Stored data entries
=== Begin Enclosure ===

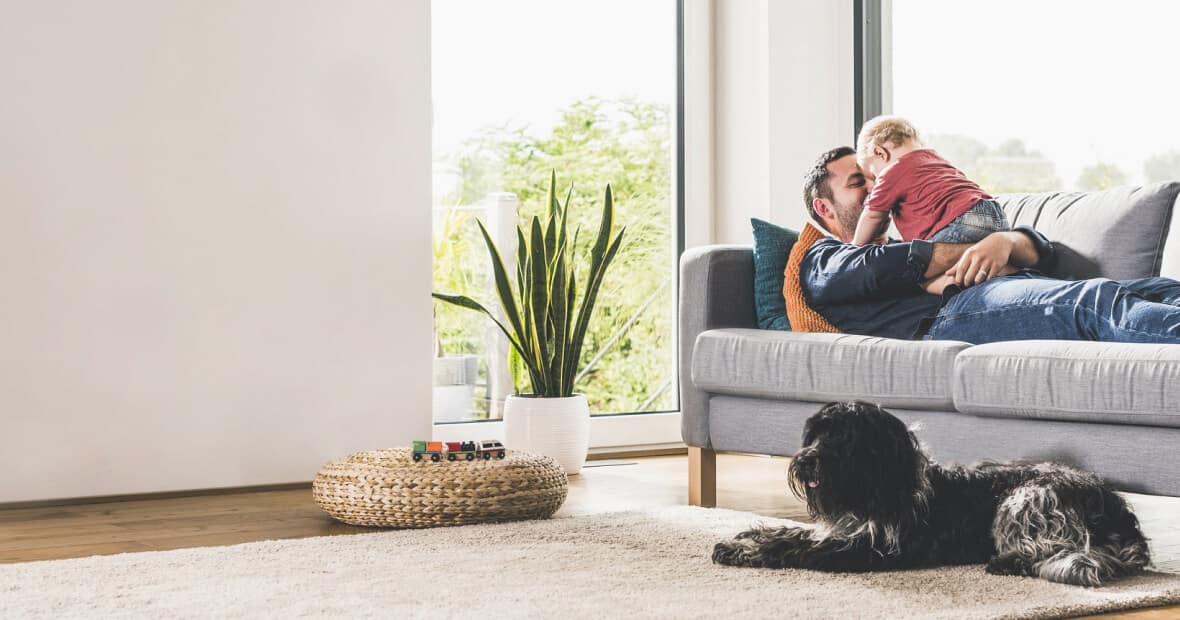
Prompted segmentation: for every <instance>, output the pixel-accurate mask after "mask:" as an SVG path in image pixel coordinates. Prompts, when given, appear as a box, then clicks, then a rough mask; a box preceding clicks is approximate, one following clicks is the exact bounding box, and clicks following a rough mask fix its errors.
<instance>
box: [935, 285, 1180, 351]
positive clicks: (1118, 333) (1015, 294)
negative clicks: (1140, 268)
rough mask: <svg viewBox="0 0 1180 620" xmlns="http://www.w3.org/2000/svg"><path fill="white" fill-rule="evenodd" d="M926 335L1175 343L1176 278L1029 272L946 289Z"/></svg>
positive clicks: (1178, 335) (1178, 336)
mask: <svg viewBox="0 0 1180 620" xmlns="http://www.w3.org/2000/svg"><path fill="white" fill-rule="evenodd" d="M926 339H930V340H962V341H964V342H971V344H976V345H981V344H984V342H998V341H1003V340H1102V341H1108V342H1174V344H1180V282H1178V281H1175V280H1172V279H1168V278H1147V279H1142V280H1121V281H1115V280H1107V279H1104V278H1094V279H1090V280H1076V281H1073V280H1056V279H1053V278H1048V276H1045V275H1041V274H1038V273H1035V272H1022V273H1018V274H1014V275H1009V276H1005V278H996V279H992V280H989V281H986V282H984V283H982V285H976V286H972V287H970V288H966V289H964V291H963V292H961V293H958V294H957V295H955V296H952V298H951V299H950V300H949V301H948V302H946V304H945V305H944V306H943V307H942V309H940V311H938V314H937V316H936V318H935V320H933V322H932V324H931V325H930V328H929V329H927V331H926Z"/></svg>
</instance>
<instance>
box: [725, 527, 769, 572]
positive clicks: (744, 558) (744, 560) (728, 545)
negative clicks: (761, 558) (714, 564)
mask: <svg viewBox="0 0 1180 620" xmlns="http://www.w3.org/2000/svg"><path fill="white" fill-rule="evenodd" d="M743 534H748V533H743ZM713 561H714V562H715V563H719V564H726V566H753V567H758V566H762V562H761V554H760V553H759V547H758V544H756V543H754V542H753V541H750V540H748V539H745V540H743V539H739V540H733V541H726V542H719V543H716V544H715V546H714V547H713Z"/></svg>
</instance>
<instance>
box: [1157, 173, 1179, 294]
mask: <svg viewBox="0 0 1180 620" xmlns="http://www.w3.org/2000/svg"><path fill="white" fill-rule="evenodd" d="M1176 209H1180V191H1178V192H1176V200H1175V203H1174V204H1173V207H1172V213H1173V217H1175V213H1176ZM1160 275H1162V276H1165V278H1172V279H1173V280H1180V220H1176V221H1175V222H1174V223H1173V224H1172V226H1171V227H1168V236H1167V237H1166V239H1165V240H1163V260H1162V261H1160Z"/></svg>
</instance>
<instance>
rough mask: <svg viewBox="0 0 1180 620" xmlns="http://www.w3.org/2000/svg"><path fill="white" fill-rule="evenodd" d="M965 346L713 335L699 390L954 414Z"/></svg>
mask: <svg viewBox="0 0 1180 620" xmlns="http://www.w3.org/2000/svg"><path fill="white" fill-rule="evenodd" d="M970 346H971V345H968V344H966V342H953V341H912V340H894V339H891V338H873V337H867V335H852V334H825V333H801V332H778V331H767V329H739V328H727V329H709V331H706V332H701V334H700V335H697V338H696V342H695V345H694V350H693V366H691V368H693V372H691V379H693V384H694V385H696V386H697V387H699V389H701V390H703V391H706V392H712V393H719V394H736V396H750V397H760V398H774V399H780V400H811V402H815V403H827V402H832V400H854V399H859V400H868V402H872V403H878V404H880V405H884V406H897V407H906V409H940V410H946V409H951V407H952V396H951V378H952V372H953V367H955V365H953V361H955V355H956V354H958V353H959V352H961V351H963V350H965V348H968V347H970Z"/></svg>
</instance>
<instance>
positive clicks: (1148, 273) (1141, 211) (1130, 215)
mask: <svg viewBox="0 0 1180 620" xmlns="http://www.w3.org/2000/svg"><path fill="white" fill-rule="evenodd" d="M1178 196H1180V182H1169V183H1156V184H1151V185H1143V187H1125V188H1115V189H1110V190H1106V191H1094V192H1045V194H1017V195H1003V196H998V197H997V200H998V201H999V202H1001V203H1002V204H1003V207H1004V210H1005V213H1007V214H1008V217H1009V221H1010V222H1011V223H1012V226H1020V224H1030V226H1033V227H1034V228H1036V229H1037V230H1040V231H1041V233H1043V234H1044V235H1045V236H1047V237H1049V239H1050V240H1051V241H1053V242H1054V247H1055V249H1056V261H1055V263H1054V266H1053V267H1051V268H1050V270H1049V272H1048V273H1049V275H1054V276H1057V278H1066V279H1080V278H1092V276H1102V278H1110V279H1114V280H1122V279H1134V278H1147V276H1154V275H1163V276H1169V278H1176V279H1180V223H1178V226H1175V227H1173V226H1172V218H1173V213H1174V211H1175V210H1176V209H1178ZM800 209H801V208H800ZM680 269H681V281H680V311H678V326H677V328H678V335H680V342H681V347H680V353H678V357H680V359H678V365H680V376H681V390H680V392H681V393H680V396H681V411H682V436H683V439H684V443H686V444H687V445H688V446H689V503H691V504H695V505H715V502H716V456H715V455H716V452H719V451H723V452H746V453H756V455H778V456H789V455H792V453H793V452H794V451H795V450H796V449H798V448H799V445H800V437H801V433H802V426H804V422H805V420H806V419H807V417H808V416H811V415H812V413H814V412H815V411H818V410H819V409H820V406H822V405H824V404H826V403H830V402H833V400H853V399H860V400H868V402H872V403H877V404H880V405H881V406H884V407H886V409H887V410H890V411H891V412H893V413H894V415H896V416H898V417H899V418H902V419H903V420H905V422H906V423H910V424H917V425H918V428H919V430H918V437H919V439H920V440H922V442H923V444H924V445H925V446H926V449H927V450H929V451H930V452H931V455H932V457H933V458H935V459H936V461H937V462H939V463H942V464H971V463H976V462H978V461H984V459H991V461H1007V459H1035V461H1056V462H1061V463H1067V464H1071V465H1075V466H1079V468H1083V469H1087V470H1090V471H1094V472H1096V474H1099V475H1101V476H1103V477H1104V478H1106V479H1107V481H1109V482H1110V483H1112V484H1114V485H1115V487H1117V488H1120V489H1123V490H1127V491H1134V492H1143V494H1153V495H1171V496H1180V346H1176V345H1145V344H1120V342H1086V341H1062V340H1021V341H1009V342H995V344H986V345H978V346H972V345H970V344H966V342H956V341H933V340H897V339H889V338H872V337H866V335H853V334H830V333H795V332H791V331H785V329H766V328H760V319H761V325H771V322H768V321H767V320H766V319H767V318H766V316H759V315H758V309H756V308H755V289H754V288H755V285H754V280H755V279H754V273H755V265H754V248H753V247H750V246H706V247H697V248H691V249H688V250H686V252H684V253H683V255H682V256H681V262H680Z"/></svg>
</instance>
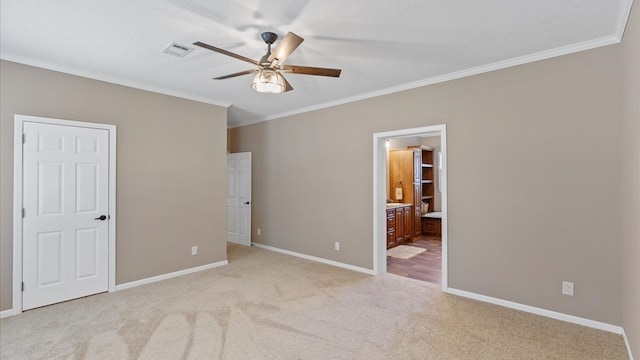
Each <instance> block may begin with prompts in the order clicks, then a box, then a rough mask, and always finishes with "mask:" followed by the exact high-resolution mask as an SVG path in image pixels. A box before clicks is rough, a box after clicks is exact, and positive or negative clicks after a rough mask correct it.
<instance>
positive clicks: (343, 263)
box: [251, 243, 375, 275]
mask: <svg viewBox="0 0 640 360" xmlns="http://www.w3.org/2000/svg"><path fill="white" fill-rule="evenodd" d="M251 245H253V246H255V247H257V248H260V249H265V250H270V251H275V252H279V253H281V254H286V255H291V256H295V257H299V258H302V259H306V260H311V261H315V262H319V263H323V264H327V265H332V266H337V267H341V268H343V269H347V270H353V271H357V272H361V273H365V274H368V275H375V272H374V271H373V270H371V269H365V268H362V267H359V266H353V265H349V264H345V263H341V262H337V261H333V260H327V259H323V258H319V257H315V256H311V255H306V254H301V253H297V252H294V251H289V250H283V249H280V248H276V247H273V246H269V245H262V244H258V243H251Z"/></svg>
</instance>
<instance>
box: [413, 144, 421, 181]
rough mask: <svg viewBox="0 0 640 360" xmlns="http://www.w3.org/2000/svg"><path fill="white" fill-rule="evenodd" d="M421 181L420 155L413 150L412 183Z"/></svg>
mask: <svg viewBox="0 0 640 360" xmlns="http://www.w3.org/2000/svg"><path fill="white" fill-rule="evenodd" d="M420 181H422V155H421V154H420V150H413V182H414V183H419V182H420Z"/></svg>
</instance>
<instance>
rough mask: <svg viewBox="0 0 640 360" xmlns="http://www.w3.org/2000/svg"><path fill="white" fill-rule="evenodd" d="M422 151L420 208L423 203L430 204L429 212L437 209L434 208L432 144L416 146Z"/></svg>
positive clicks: (420, 181)
mask: <svg viewBox="0 0 640 360" xmlns="http://www.w3.org/2000/svg"><path fill="white" fill-rule="evenodd" d="M414 149H416V150H417V151H419V152H420V165H419V167H420V203H419V206H420V209H422V204H423V203H424V204H426V205H427V206H428V210H427V212H432V211H435V209H434V199H433V196H434V191H435V183H434V172H433V148H432V147H430V146H420V147H415V148H414ZM422 213H423V212H422V210H421V214H422Z"/></svg>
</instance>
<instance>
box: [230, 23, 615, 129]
mask: <svg viewBox="0 0 640 360" xmlns="http://www.w3.org/2000/svg"><path fill="white" fill-rule="evenodd" d="M620 39H621V38H620V36H614V35H609V36H604V37H601V38H597V39H593V40H588V41H583V42H580V43H576V44H571V45H567V46H562V47H558V48H555V49H551V50H545V51H540V52H537V53H533V54H528V55H524V56H519V57H515V58H512V59H507V60H502V61H497V62H494V63H491V64H487V65H482V66H476V67H473V68H469V69H464V70H460V71H454V72H451V73H448V74H444V75H439V76H434V77H430V78H427V79H423V80H418V81H414V82H410V83H406V84H402V85H398V86H392V87H389V88H385V89H380V90H375V91H371V92H368V93H364V94H359V95H355V96H350V97H346V98H342V99H338V100H334V101H328V102H325V103H322V104H316V105H311V106H307V107H304V108H300V109H295V110H291V111H286V112H282V113H279V114H274V115H268V116H264V117H258V118H255V119H250V120H246V121H238V122H236V123H235V124H234V125H233V126H231V125H230V127H232V128H235V127H240V126H246V125H251V124H255V123H259V122H263V121H268V120H275V119H279V118H283V117H286V116H292V115H297V114H301V113H306V112H310V111H315V110H320V109H325V108H329V107H333V106H337V105H343V104H347V103H352V102H356V101H360V100H366V99H370V98H374V97H378V96H383V95H389V94H394V93H397V92H401V91H406V90H411V89H416V88H420V87H423V86H427V85H433V84H438V83H443V82H446V81H450V80H456V79H460V78H464V77H468V76H473V75H478V74H484V73H488V72H491V71H495V70H501V69H506V68H509V67H513V66H517V65H522V64H527V63H531V62H535V61H539V60H545V59H549V58H553V57H557V56H563V55H568V54H572V53H576V52H580V51H585V50H591V49H595V48H598V47H602V46H607V45H612V44H617V43H619V42H620Z"/></svg>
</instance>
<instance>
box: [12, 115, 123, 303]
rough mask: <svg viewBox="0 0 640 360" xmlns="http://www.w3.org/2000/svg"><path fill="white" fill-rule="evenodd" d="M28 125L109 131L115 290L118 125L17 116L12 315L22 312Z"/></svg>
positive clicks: (109, 247)
mask: <svg viewBox="0 0 640 360" xmlns="http://www.w3.org/2000/svg"><path fill="white" fill-rule="evenodd" d="M25 122H35V123H42V124H52V125H66V126H76V127H85V128H92V129H103V130H107V131H108V132H109V200H108V201H109V215H110V216H111V218H110V220H109V237H108V242H109V292H112V291H115V287H116V219H117V217H116V126H115V125H110V124H98V123H90V122H84V121H72V120H63V119H54V118H46V117H39V116H29V115H20V114H15V116H14V128H13V129H14V132H13V134H14V136H13V277H12V279H13V286H12V301H11V302H12V304H11V308H12V309H11V313H12V315H18V314H20V313H22V281H23V278H22V235H23V234H22V208H23V202H22V191H23V186H22V181H23V178H22V171H23V169H22V167H23V163H22V133H23V124H24V123H25Z"/></svg>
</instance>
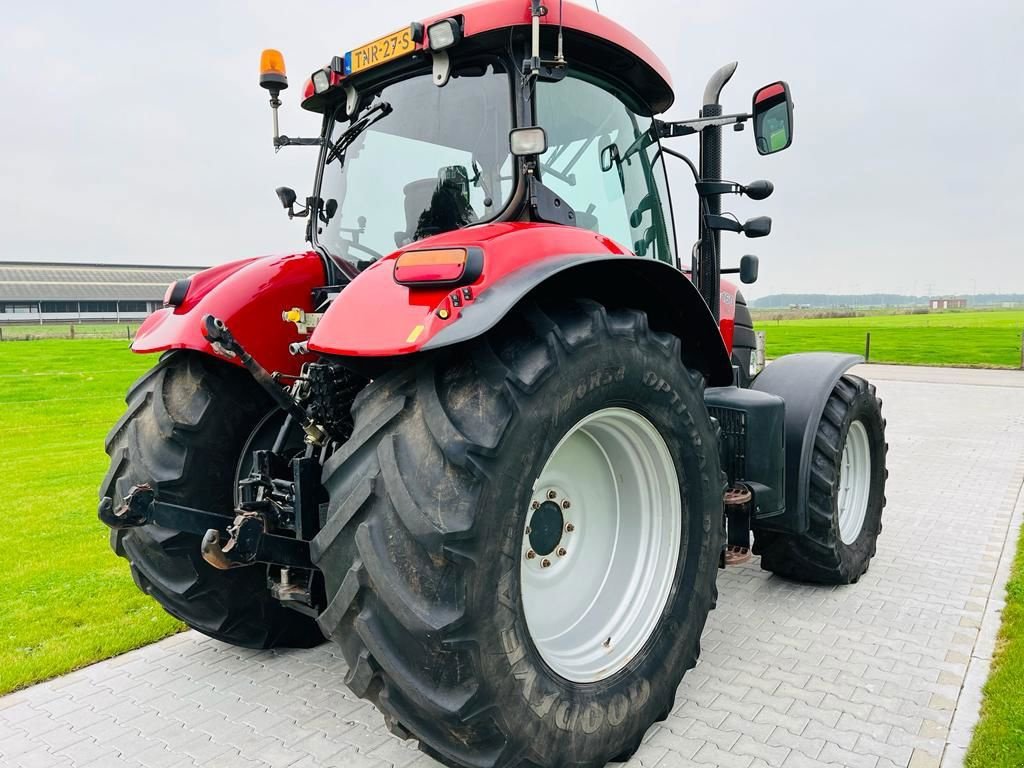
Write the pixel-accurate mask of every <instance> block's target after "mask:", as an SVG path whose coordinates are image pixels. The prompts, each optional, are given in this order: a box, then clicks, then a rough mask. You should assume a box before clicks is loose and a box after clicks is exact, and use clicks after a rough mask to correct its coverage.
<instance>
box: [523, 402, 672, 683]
mask: <svg viewBox="0 0 1024 768" xmlns="http://www.w3.org/2000/svg"><path fill="white" fill-rule="evenodd" d="M682 516H683V510H682V499H681V493H680V485H679V478H678V476H677V474H676V468H675V464H674V462H673V459H672V455H671V453H670V451H669V447H668V444H667V443H666V441H665V438H664V437H663V436H662V435H660V433H659V432H658V430H657V429H656V428H655V427H654V425H653V424H651V423H650V422H649V421H648V420H647V419H646V418H644V417H643V416H641V415H640V414H638V413H636V412H635V411H631V410H628V409H624V408H607V409H603V410H601V411H597V412H595V413H593V414H591V415H590V416H588V417H587V418H585V419H583V420H582V421H580V422H579V423H578V424H577V425H575V426H573V427H572V428H571V429H570V430H569V431H568V433H567V434H566V435H565V436H564V437H563V438H562V439H561V440H560V441H559V443H558V444H557V445H556V446H555V447H554V450H553V451H552V453H551V455H550V456H549V457H548V460H547V462H546V464H545V466H544V468H543V469H542V470H541V473H540V476H539V477H538V478H537V480H536V481H535V483H534V490H532V494H531V498H530V499H529V501H528V509H527V511H526V514H525V515H524V516H523V520H524V523H523V531H522V532H523V537H522V540H521V541H522V559H521V560H520V571H519V572H520V580H521V582H520V584H521V595H522V605H523V611H524V613H525V617H526V624H527V628H528V631H529V635H530V638H531V640H532V642H534V644H535V647H536V648H537V649H538V651H539V652H540V654H541V656H542V657H543V658H544V660H545V663H546V664H547V665H548V667H550V668H551V669H552V670H553V671H554V672H555V673H556V674H557V675H559V676H561V677H563V678H565V679H567V680H571V681H573V682H577V683H593V682H597V681H599V680H603V679H605V678H608V677H610V676H611V675H614V674H615V673H617V672H620V671H621V670H623V669H624V668H626V667H627V666H628V665H629V663H630V662H631V660H632V659H633V658H634V657H635V656H636V655H637V654H638V653H639V652H640V650H641V649H642V647H643V645H644V643H646V641H647V640H648V639H649V638H650V636H651V634H652V633H653V632H654V630H655V628H656V627H657V626H658V623H659V620H660V616H662V612H663V611H664V609H665V606H666V604H667V602H668V600H669V596H670V593H671V588H672V584H673V581H674V578H675V573H676V572H677V567H679V565H678V561H679V554H680V548H681V542H680V538H681V532H682Z"/></svg>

=== End Enclosure ===

> _Exercise brief_: Reproduce everything from the start of the listing down to and including the line containing "positive clicks: (1118, 333) (1015, 294)", leaving out the pictures.

> _Response box_:
Prompted segmentation: for every <instance>, output the pixel-accurate mask after "mask:" as an SVG path in image pixel coordinates. Prompts, when given, appear as a box, then clicks, then a rough mask; a box preceding clicks is approximate, one following clicks is the exact bounding box, and clicks following a rough mask fix its errors.
<instance>
box: [935, 285, 1180, 351]
positive clicks: (1118, 333) (1015, 294)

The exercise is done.